> [Texto selecionado]
╭──

24 de jan. de 2010

.
Carioquices eclesiásticas

Em 10 de Julho de 1576 o papa Gregório XIII criou a Prelazia de São Sebastião do Rio de Janeiro sob a administração do Bispado de São Salvador da Bahia, instituindo um o prelado administrador com poderes e faculdades quase episcopais. O primeiro a ocupar o cargo foi o Presbítero do Hábito de São Pedro Bertolameu Simões Pereira, que não deve ter entrado com o pé direito porque começou logo a ser perseguido pelo povo, que se indispôs contra a demasiada autoridade que o prelado se arrogava, e este não teve outro remédio se não retirar-se e foi para a Capitania do Espírito Santo.
É bom ter em mente que naquele tempo os habitantes destas paragens, pelo menos um boa parte deles, tinha imigrado para longe de Portugal terra sujeita a excesso de autoridades: o rei, ainda a melhor delas, os nobres, e sobretudo os padres, bispos, etc., com a sua inexorável arma da excomunhão, sua prepotência e ainda com a constante ameaça da Santa – santíssima! – Inquisição.
O Novo Mundo apresentava-se-lhes como uma espécie de paraíso onde o Reino de Deus era oferecido a cada homem, independente de hierarquias e imposições, que na Europa já tinha dado origem à Reforma e a toda a evolução da ciência e “das luzes”! Ora um recém chegado disposto a fazer regredir a liberdade, com certeza não era “persona grata”. Tinha que ser um grande religioso, em toda a acepção da palavra, para cativar almas rudes. E grandes religiosos, houve, sim, mas não tantos quanto seria desejável.

Seguiu-se na Prelazia, o Bacharel João da Costa, logo também odiado e perseguido pelo povo. Retirou-se em 1591 para S. Paulo onde foi deposto e morreu.

╰──

> [Material fornecido]
╭──

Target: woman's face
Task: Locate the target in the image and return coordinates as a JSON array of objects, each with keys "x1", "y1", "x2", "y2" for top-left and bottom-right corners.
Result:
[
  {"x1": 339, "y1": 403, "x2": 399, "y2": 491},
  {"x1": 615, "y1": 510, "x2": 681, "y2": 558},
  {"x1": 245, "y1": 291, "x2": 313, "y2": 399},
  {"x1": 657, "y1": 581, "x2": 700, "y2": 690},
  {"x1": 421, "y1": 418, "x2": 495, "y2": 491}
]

╰──

> [Objetivo] Indique se cada afirmação concorda com o texto sobre a Prelazia do Rio de Janeiro, respondendo sim ou não e citando literalmente as palavras do texto que decidem a questão. 1. A Prelazia de São Sebastião do Rio de Janeiro foi criada pelo papa Gregório XIII. 2. Bertolameu Simões Pereira retirou-se para São Paulo. 3. João da Costa morreu em São Paulo.

> [Solução]
1. Sim: "Em 10 de Julho de 1576 o papa Gregório XIII criou a Prelazia de São Sebastião do Rio de Janeiro".
2. Não: "foi para a Capitania do Espírito Santo".
3. Sim: "Retirou-se em 1591 para S. Paulo onde foi deposto e morreu."